Exercise set:
• A. In the passage on accountable care organizations below, in which program was the term "accountable care organization" coined?
• B. From the passage on accountable care organizations, extract word for word the stretch from "In a successful" through "care organizations (ACOs).".

Supplied passage:
* * * * * * *
In a successful Accountable Care Organization (ACO), establishing and sustaining the exchange of information flow among the individual constituents matter the most.

The term accountable care organization (ACO) was coined in the Medicare Shared Savings Program as part of the Patient Protection and Accountable Care Act of year 2010 (PPACA). The program, anchored by the Centers for Medicare & Medicaid Services (CMS), will share annual savings for a population of Medicare beneficiaries with a group of providers who form a provider organization that meets the defined criteria. Such groups are called accountable care organizations (ACOs).

Consider a few situations in an ACO where the participating providers diagnose the same disease differently, prescribe additional or different procedures if diagnose the same patient, do not consult patient's medical history during diagnosis. In such cases, the patients will not receive the cost effective quality care.  In a recent letter issued to CMS, AHIP had raised the concern that "The antitrust agencies should modify their proposed antitrust policy statement to minimize the potential risk of increased prices due to provider consolidation". This can be very easily misconstrued as the monopoly of the large provider group. If we look from other side, it could very well be because the providers are working in silos even though they belong to one ACO and there is a big gap in exchanging the clinical information.

Is ACO thus limited to just consolidation of providers or there is something more to it ? In my point of view, two critical factors which will ensure a proper functioning of ACO -

• Adherence by the individual constituents to a central theme of improving quality of care through innovative practices and collaboration
• Establishing a standard way of performing the clinical practices across the ACO organization

We will be deliberating on these two topics in the next series of blogs.

Coming to the first topic i.e. Adherence to a central theme, the questions that quiz me:
1. How to ensure collaboration among the stakeholders which will result in the patients getting the right and cost effective treatment
2. How will the collaboration exceed the boundary of each individual participating hospital to the level of the accountable care organization

To me, the major roadblocks in ensuring collaboration are the lack of defined processes and supporting systems and a right attitude from the provider. The simple example would be a patient visiting different doctors with the diagnosis and medication information not being shared among the doctors. This might result in duplicate procedures resulting in higher costs.  The medicines prescribed by doctors can create side effects due to lack of knowledge of other medication being taken by the patient. A process needs to be established which will keep track of a patient from the minute of entry to a provider facility to the diagnosis phase. All the medical test results and prescriptions need to be made available on demand. The doctors need to make every attempt to understand the patients by thoroughly looking at the patient history including patient genetics. This is achievable if the providers change the mindset which is caring for volume without looking at the quality of care. The ACO organization must enforce this through a central focus. Building provider awareness is the key. And all these are not achievable by the providers manually and there is a need of robust infrastructure to support.
* * * * * * *
Information shown:

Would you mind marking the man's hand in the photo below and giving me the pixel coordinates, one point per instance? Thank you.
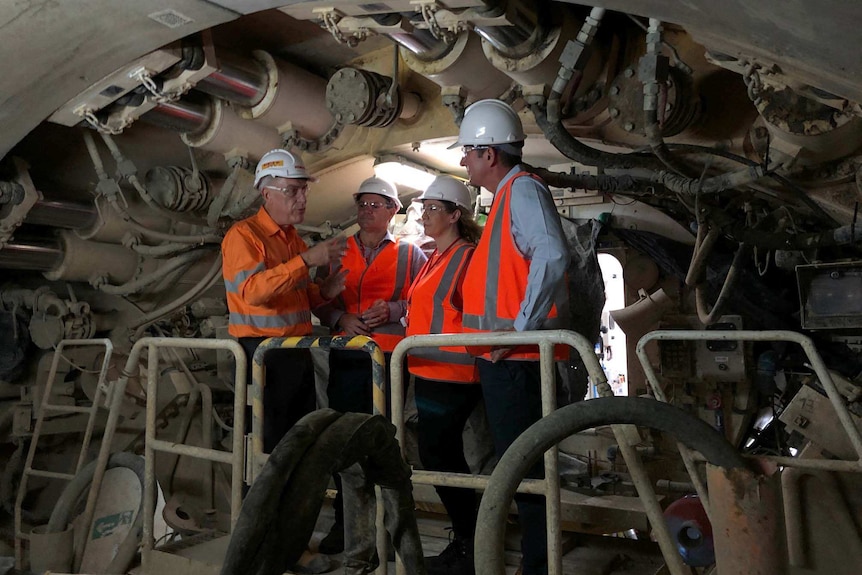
(324, 253)
(351, 324)
(377, 314)
(333, 285)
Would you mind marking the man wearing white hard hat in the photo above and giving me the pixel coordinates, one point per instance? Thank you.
(446, 379)
(515, 282)
(380, 269)
(270, 293)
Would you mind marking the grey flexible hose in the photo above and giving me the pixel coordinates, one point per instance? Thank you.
(529, 447)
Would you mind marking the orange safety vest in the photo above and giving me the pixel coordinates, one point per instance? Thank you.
(496, 281)
(431, 309)
(269, 293)
(387, 278)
* * * * * * *
Responses by item number:
• A. The Medicare Shared Savings Program.

• B.
In a successful Accountable Care Organization (ACO), establishing and sustaining the exchange of information flow among the individual constituents matter the most.

The term accountable care organization (ACO) was coined in the Medicare Shared Savings Program as part of the Patient Protection and Accountable Care Act of year 2010 (PPACA). The program, anchored by the Centers for Medicare & Medicaid Services (CMS), will share annual savings for a population of Medicare beneficiaries with a group of providers who form a provider organization that meets the defined criteria. Such groups are called accountable care organizations (ACOs).